The records that follow must be repeated verbatim, every one of them.

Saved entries

☆ ☆ ☆ ☆

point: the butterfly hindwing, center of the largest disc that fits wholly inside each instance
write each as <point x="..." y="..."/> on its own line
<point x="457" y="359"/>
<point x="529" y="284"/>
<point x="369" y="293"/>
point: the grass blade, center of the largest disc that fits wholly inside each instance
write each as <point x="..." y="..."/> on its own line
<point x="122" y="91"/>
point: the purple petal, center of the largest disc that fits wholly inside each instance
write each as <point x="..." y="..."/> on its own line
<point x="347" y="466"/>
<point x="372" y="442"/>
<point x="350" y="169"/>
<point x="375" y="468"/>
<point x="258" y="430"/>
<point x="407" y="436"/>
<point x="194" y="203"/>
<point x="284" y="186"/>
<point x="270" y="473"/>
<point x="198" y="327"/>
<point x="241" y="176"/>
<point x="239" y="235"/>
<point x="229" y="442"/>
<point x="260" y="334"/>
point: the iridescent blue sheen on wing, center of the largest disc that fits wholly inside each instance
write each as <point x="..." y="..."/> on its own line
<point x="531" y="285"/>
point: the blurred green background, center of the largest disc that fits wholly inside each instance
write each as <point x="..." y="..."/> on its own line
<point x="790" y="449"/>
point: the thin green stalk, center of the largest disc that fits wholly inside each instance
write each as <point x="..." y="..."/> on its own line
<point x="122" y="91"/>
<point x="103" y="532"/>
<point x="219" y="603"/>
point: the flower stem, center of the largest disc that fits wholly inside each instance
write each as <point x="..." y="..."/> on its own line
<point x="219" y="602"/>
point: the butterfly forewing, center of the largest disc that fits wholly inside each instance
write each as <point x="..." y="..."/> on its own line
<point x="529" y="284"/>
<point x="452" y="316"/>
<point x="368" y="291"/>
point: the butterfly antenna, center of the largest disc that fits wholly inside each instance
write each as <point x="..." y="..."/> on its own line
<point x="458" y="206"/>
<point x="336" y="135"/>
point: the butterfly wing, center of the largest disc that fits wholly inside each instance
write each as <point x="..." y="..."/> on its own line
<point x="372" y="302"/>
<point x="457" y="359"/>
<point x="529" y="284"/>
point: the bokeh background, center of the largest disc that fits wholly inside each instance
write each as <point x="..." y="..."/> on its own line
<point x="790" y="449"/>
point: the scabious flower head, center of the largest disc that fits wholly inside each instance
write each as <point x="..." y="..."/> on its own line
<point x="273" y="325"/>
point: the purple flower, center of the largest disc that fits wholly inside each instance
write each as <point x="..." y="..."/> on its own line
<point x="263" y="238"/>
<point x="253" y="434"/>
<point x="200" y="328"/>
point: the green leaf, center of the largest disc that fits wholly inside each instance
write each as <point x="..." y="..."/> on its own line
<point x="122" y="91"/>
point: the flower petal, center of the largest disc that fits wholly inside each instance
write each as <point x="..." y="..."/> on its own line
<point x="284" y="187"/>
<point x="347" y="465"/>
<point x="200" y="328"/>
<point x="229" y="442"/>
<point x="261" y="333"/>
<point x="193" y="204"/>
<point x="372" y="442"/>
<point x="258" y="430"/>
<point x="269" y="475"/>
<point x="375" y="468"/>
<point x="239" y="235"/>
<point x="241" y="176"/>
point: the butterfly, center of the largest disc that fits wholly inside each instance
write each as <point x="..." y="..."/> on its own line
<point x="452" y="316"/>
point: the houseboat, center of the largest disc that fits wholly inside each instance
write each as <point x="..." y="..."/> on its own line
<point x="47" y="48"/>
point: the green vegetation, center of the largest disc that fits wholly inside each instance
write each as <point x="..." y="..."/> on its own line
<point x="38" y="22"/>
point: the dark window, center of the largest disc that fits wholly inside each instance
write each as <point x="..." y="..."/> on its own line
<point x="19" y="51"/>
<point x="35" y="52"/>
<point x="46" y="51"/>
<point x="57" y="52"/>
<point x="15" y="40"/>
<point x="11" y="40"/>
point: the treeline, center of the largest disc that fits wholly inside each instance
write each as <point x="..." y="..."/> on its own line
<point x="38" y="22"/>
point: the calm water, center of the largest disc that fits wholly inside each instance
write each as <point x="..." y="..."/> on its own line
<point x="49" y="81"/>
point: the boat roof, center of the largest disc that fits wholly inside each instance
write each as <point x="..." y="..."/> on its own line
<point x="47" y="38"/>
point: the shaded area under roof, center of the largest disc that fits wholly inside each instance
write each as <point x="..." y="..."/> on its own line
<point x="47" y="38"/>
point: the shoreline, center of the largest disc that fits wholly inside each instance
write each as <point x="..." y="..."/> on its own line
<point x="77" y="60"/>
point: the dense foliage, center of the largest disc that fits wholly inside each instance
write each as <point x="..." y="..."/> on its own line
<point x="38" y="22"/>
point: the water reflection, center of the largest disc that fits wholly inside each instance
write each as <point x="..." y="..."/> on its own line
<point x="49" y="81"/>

☆ ☆ ☆ ☆

• Exercise answer
point: the butterfly hindwing, center of the largest disc that fits wholly inside each instance
write each as <point x="..." y="..."/> on its own line
<point x="457" y="359"/>
<point x="529" y="284"/>
<point x="369" y="293"/>
point: the grass blade, center of the largest disc that fits wholly inside each instance
write each as <point x="..." y="..."/> on its own line
<point x="122" y="91"/>
point: the purple petal, center of the largest disc that fits wholly inside each instance
write each as <point x="..." y="..."/> on its own line
<point x="347" y="466"/>
<point x="372" y="442"/>
<point x="350" y="169"/>
<point x="375" y="468"/>
<point x="258" y="430"/>
<point x="407" y="436"/>
<point x="194" y="203"/>
<point x="284" y="186"/>
<point x="270" y="473"/>
<point x="198" y="327"/>
<point x="241" y="176"/>
<point x="239" y="235"/>
<point x="229" y="442"/>
<point x="260" y="334"/>
point: the iridescent blue sheen on wing, center of the largest disc that fits wholly inside each instance
write each as <point x="..." y="..."/> on its own line
<point x="531" y="285"/>
point: the blurred green background, center of the largest disc that fits wholly inside each instance
write each as <point x="..." y="..."/> on its own line
<point x="790" y="449"/>
point: the thin green stalk, center of the largest disc that fits wholly inside each instance
write each as <point x="..." y="..."/> on its own line
<point x="122" y="91"/>
<point x="103" y="532"/>
<point x="219" y="603"/>
point: the flower stem, center of the largest disc that fits wholly inside each instance
write each as <point x="..." y="..."/> on its own line
<point x="219" y="602"/>
point: the butterfly forewing, center of the largest disc that fits wholly inside each instance
write each as <point x="..." y="..."/> on its own line
<point x="529" y="284"/>
<point x="452" y="316"/>
<point x="368" y="291"/>
point: the butterfly antenna, center of the largest disc that fits wholly inside each instance
write each as <point x="..." y="..."/> on its own line
<point x="458" y="206"/>
<point x="336" y="135"/>
point: the butterfly wing, center of the largest disc that fits wholly inside each instance
write each as <point x="..." y="..."/> on its own line
<point x="372" y="302"/>
<point x="457" y="359"/>
<point x="529" y="284"/>
point: the bokeh background, center of the largest disc that fits wholly inside each instance
write each as <point x="..." y="..."/> on its own line
<point x="790" y="449"/>
point: the scabious flower head, center of the largest disc that fits wholly inside each instance
write each as <point x="..." y="..."/> on its own line
<point x="273" y="325"/>
point: the purple flower, center of the largest disc that fits wholly inside each instance
write each as <point x="..." y="..."/> on its own line
<point x="263" y="238"/>
<point x="253" y="434"/>
<point x="200" y="328"/>
point: the green leaf, center of the largest disc that fits wholly inside each instance
write each as <point x="..." y="..."/> on its own line
<point x="122" y="91"/>
point: the flower petal, center of the largest disc that fits wholly inside each instance
write each as <point x="..." y="..."/> on its own line
<point x="284" y="187"/>
<point x="347" y="465"/>
<point x="200" y="328"/>
<point x="229" y="442"/>
<point x="261" y="333"/>
<point x="193" y="204"/>
<point x="372" y="442"/>
<point x="258" y="430"/>
<point x="269" y="475"/>
<point x="375" y="468"/>
<point x="239" y="235"/>
<point x="241" y="176"/>
point: the butterfly, center of the largest disc that fits wholly inside each instance
write each as <point x="..." y="..."/> on its own line
<point x="452" y="316"/>
point: the houseboat, center of the largest disc that fits wholly inside each instance
write each as <point x="..." y="..."/> on its own line
<point x="47" y="48"/>
point: the green vegetation, center of the largest disc that fits wholly inside each instance
write each as <point x="..." y="..."/> on its own line
<point x="38" y="22"/>
point: the dark window, center of the largest disc that fits wholly inside each instance
write each as <point x="..." y="..."/> on its own line
<point x="19" y="51"/>
<point x="35" y="52"/>
<point x="46" y="51"/>
<point x="57" y="52"/>
<point x="15" y="40"/>
<point x="11" y="40"/>
point: the treeline, center of the largest disc that fits wholly inside each instance
write each as <point x="..." y="..."/> on its own line
<point x="38" y="22"/>
point: the calm water, center of the largest disc that fits wholly inside each instance
write each as <point x="..." y="..."/> on its own line
<point x="49" y="81"/>
point: the boat roof, center of the largest disc that fits wholly inside each instance
write each as <point x="..." y="..."/> on its own line
<point x="47" y="38"/>
point: the shaded area under roof, center of the largest disc that fits wholly inside each instance
write each as <point x="..." y="..."/> on its own line
<point x="47" y="38"/>
point: the shoreline, center of the largest disc that fits wholly inside each instance
write each as <point x="..." y="..."/> on its own line
<point x="77" y="60"/>
point: the dense foliage, center of the largest disc that fits wholly inside each instance
write each as <point x="..." y="..."/> on its own line
<point x="38" y="22"/>
point: the water reflection, center of the largest disc that fits wholly inside each instance
write each as <point x="..." y="..."/> on its own line
<point x="49" y="81"/>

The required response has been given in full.